JOBS:
1. Decide whether each statement agrees with the court passage on the jury's valuation, and answer yes or no with the deciding words quoted exactly: (a) The jury found $30 in damages on eighteen panels. (b) The statute requires improvements to be assessed separately from the land. (c) The jury was asked for the property's value as of the twenty-third day of August, 1883.
2. Retype everything in the court passage on the jury's valuation from "To which the" down to "in form sufficient.".

TEXT PASSAGE:
The court submitted to a jury certain issues which were passed upon, and as to other issues the court passed upon them. Among the questions propounded to the jury was the following:

"Second. Upon the twenty-third day of August, 1883, what was the value of the property of the defendant sought to be condemned-that is to say, of the land of defendant situated and embraced in the right of way sought to be obtained, and the value of all improvements thereon pertaining to the realty?"

To which the jury returned:

"Answer. We, the jury, find damages: On the road-bed, $41.25; on eighteen panels, $30. Total, $71.25."

It is objected that this finding does not ascertain the value of the land. The question was placed before the jury in proper form, and while the answer does not expressly say the damages found are the sum of that value, we think the inference to be deduced from the answer is, that they found the value of the land to be $41.25 and the improvements $30, making a total of $71.25. The statute requires the value of the land or property to be taken and all improvements thereon pertaining to the realty to be valued, but does not require the improvements to be assessed separately from the land, and if we discard the whole answer of the jury except the final summing up of "Total, $71.25," it would, we think, be in form sufficient.

PROVIDED MATERIAL:
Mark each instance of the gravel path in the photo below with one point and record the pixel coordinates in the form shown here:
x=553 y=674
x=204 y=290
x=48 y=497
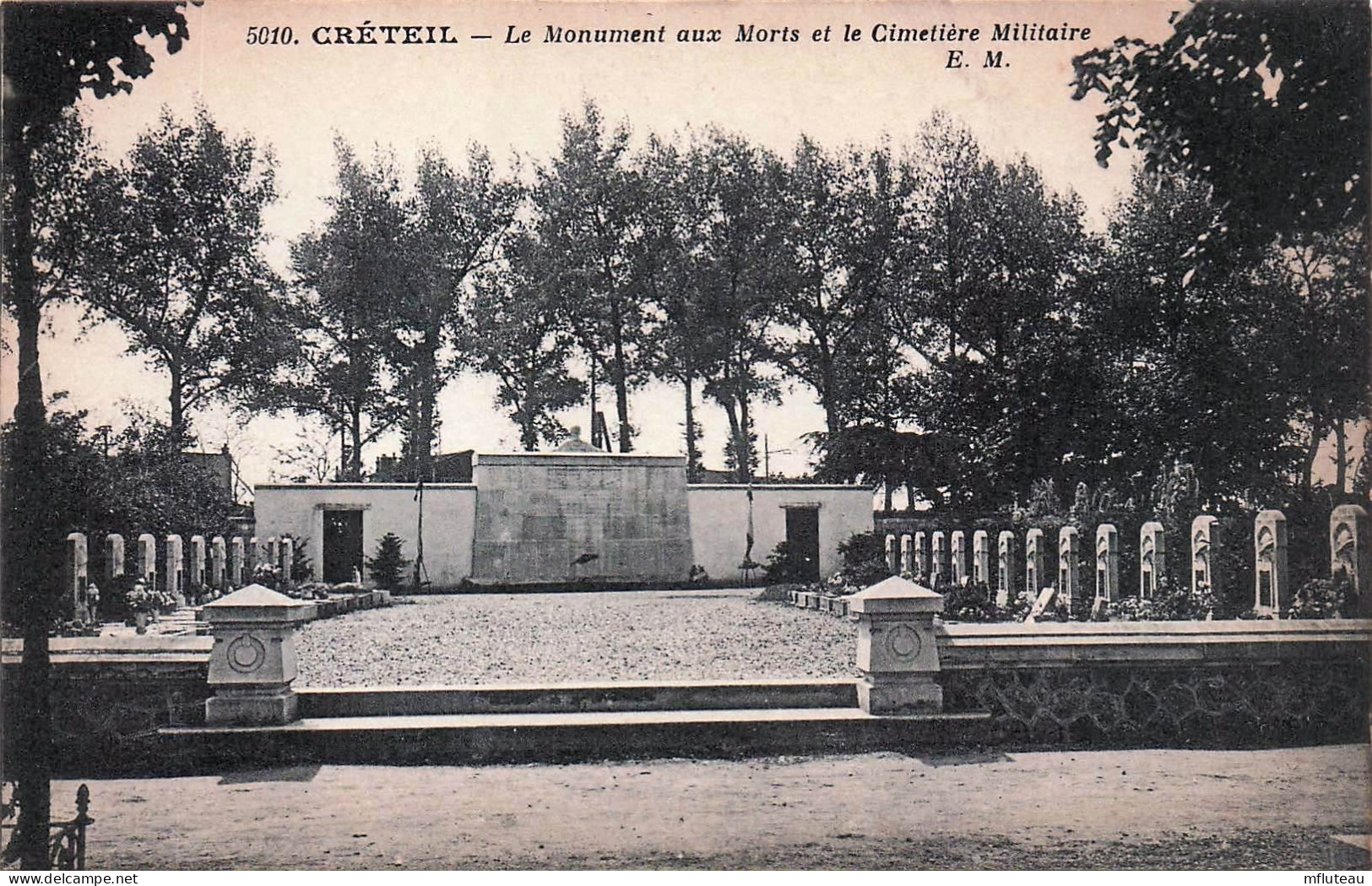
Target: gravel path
x=575 y=638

WRITTEN RESPONSES:
1.
(a) Yes: "on eighteen panels, $30"
(b) No: "but does not require the improvements to be assessed separately from the land"
(c) Yes: "Upon the twenty-third day of August, 1883, what was the value of the property of the defendant sought to be condemned"

2.
To which the jury returned:

"Answer. We, the jury, find damages: On the road-bed, $41.25; on eighteen panels, $30. Total, $71.25."

It is objected that this finding does not ascertain the value of the land. The question was placed before the jury in proper form, and while the answer does not expressly say the damages found are the sum of that value, we think the inference to be deduced from the answer is, that they found the value of the land to be $41.25 and the improvements $30, making a total of $71.25. The statute requires the value of the land or property to be taken and all improvements thereon pertaining to the realty to be valued, but does not require the improvements to be assessed separately from the land, and if we discard the whole answer of the jury except the final summing up of "Total, $71.25," it would, we think, be in form sufficient.